• [Source extract]
[RFC] arm: DMA-API contiguous cacheable memory

Wed May 20 14:49:25 PDT 2015

On Wed, May 20, 2015 at 6:20 PM, Russell King - ARM Linux
<linux at arm.linux.org.uk> wrote:
> On Wed, May 20, 2015 at 02:57:36PM +0200, Lorenzo Nava wrote:
>> so probably currently is impossible to allocate a contiguous cachable
>> DMA memory. You can't use CMA, and the only functions which allow you
>> to use it are not compatible with sync functions.
>> Do you think the problem is the CMA design, the DMA API design, or
>> there is no problem at all and this is not something useful?
>
> Well, the whole issue of DMA from userspace is a fraught topic.  I
> consider what we have at the moment as mere luck than anything else -
> there are architecture maintainers who'd like to see dma_mmap_* be
> deleted from the kernel.
>
Well sometimes mmap can avoid non-necessary memory copies and boost
the performance. Of course it must be carefully managed to avoid big
problems.

> However, I have a problem with what you're trying to do.
>
> You want to allocate a large chunk of memory for DMA.  Large chunks
> of memory can _only_ come from CMA - the standard Linux allocators do
> _not_ cope well with large allocations.  Even 16K allocations can
> become difficult after the system has been running for a while.  So,
> CMA is really the only way to go to obtain large chunks of memory.
>
> You want this large chunk of memory to be cacheable.  CMA might be
> able to provide that.
>
> You want to DMA to this memory, and then read from it.  The problem
> there is, how do you ensure that the data you're reading is the data
> that the DMA wrote there.  If you have caching enabled, the caching
> model that we _have_ to assume is that the cache is infinite, and that
> it speculates aggressively.  This means that we can not guarantee that
> any data read through a cacheable mapping will be coherent with the
> DMA'd data.

• [Requirement A]
According to the thread on cacheable DMA memory, what allocation size can already become difficult once the system has been running for a while?
• [Requirement B]
Write the next part of the thread on cacheable DMA memory, picking up right after its final sentence.
The material that comes after this thread has no connection to it.

• [Data entries]

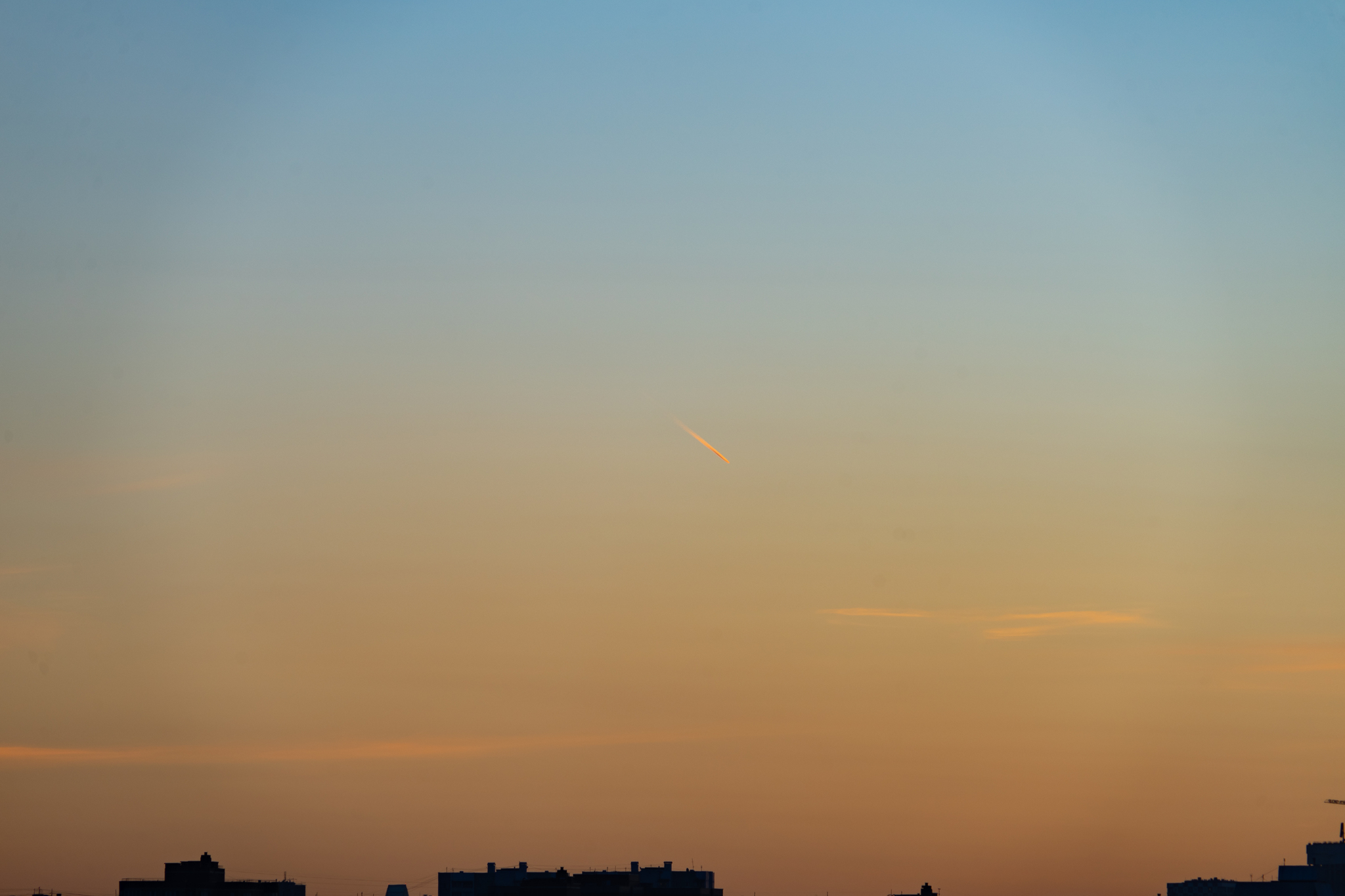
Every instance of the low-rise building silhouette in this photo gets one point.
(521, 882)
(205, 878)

==

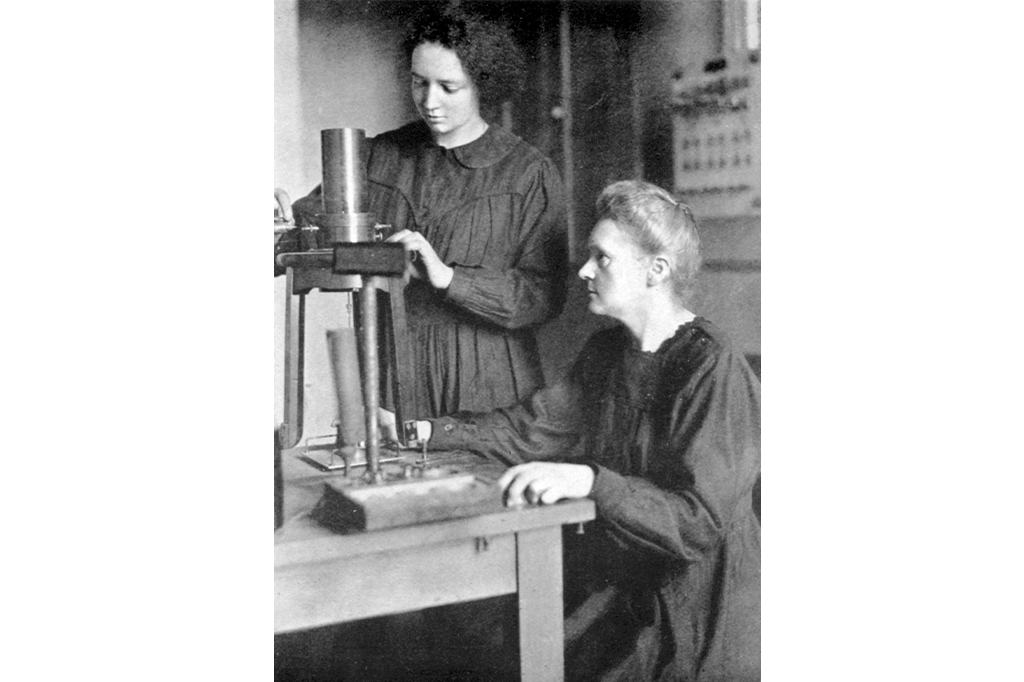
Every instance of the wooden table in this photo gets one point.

==

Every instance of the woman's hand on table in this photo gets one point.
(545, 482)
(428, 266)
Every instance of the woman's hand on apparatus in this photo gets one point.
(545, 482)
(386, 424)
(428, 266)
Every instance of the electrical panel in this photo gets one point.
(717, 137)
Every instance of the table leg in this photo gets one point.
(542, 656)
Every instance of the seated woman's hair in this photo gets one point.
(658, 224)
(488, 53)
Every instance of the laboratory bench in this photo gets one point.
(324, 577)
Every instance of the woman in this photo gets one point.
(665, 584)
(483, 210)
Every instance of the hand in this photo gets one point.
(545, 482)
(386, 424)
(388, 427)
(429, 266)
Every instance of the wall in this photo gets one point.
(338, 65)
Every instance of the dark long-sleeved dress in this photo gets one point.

• [Task response A]
Even 16K allocations can become difficult.

• [Task response B]
>
> So, we have to flush the cache.  The problem is that with an infinite
> cache size model, we have to flush all possible lines associated with
> the buffer, because we don't know which might be in the cache and
> which are not.
>
> Of course, caches are finite, and we can say that if the size of the
> region being flushed is greater than the cache size (or multiple of the
> cache size), we _could_ just flush the entire cache instead.  (This can
> only work for non-SG stuff, as we don't know before hand how large the
> SG is in bytes.)
>
> However, here's the problem.  As I mentioned above, we have dma_mmap_*
> stuff, which works for memory allocated by dma_alloc_coherent().  The
> only reason mapping that memory into userspace works is because (for
> the non-coherent cache case) we map it in such a way that the caches
> are disabled, and this works fine.  For the coherent cache case, it
> doesn't matter that we map it with the caches enabled.  So both of these
> work.
>
> When you have a non-coherent cache _and_ you want the mapping to be
> cacheable, you have extra problems to worry about.  You need to know
> the type of the CPU cache.  If the CPU cache is physically indexed,
> physically tagged, then you can perform cache maintanence on any
> mapping of that memory, and you will hit the appropriate cache lines.
> For other types of caches, this is not true.  Hence, a userspace
> mapping of non-coherent cacheable memory with a cache which makes use
> of virtual addresses would need to be flushed at the virtual aliases -
> this is precisely why kernel arch maintainers don't like DMA from
> userspace.  It's brings with it huge problems.
>
> Thankfully, ARMv7 caches are PIPT - but that doesn't really give us
> "permission" to just consider PIPT for this case, especially for
> something which is used between arch code and driver code.
>
CPU cache type is an extremely interesting subject which honestly I
didn't consider.

> What I'm trying to say is that what you're asking for is not a simple
> issue - it needs lots of thought and consideration, more than I have
> time to spare (or likely have time to spare in the future, _most_ of
> my time is wasted trying to deal with the flood of email from these
> mailing lists rather than doing any real work - even non-relevant email
> has a non-zero time cost as it takes a certain amount of time to decide
> whether an email is relevant or not.)
>
And let me thank you for this explanation and for sharing your
knowledge that is really helping me.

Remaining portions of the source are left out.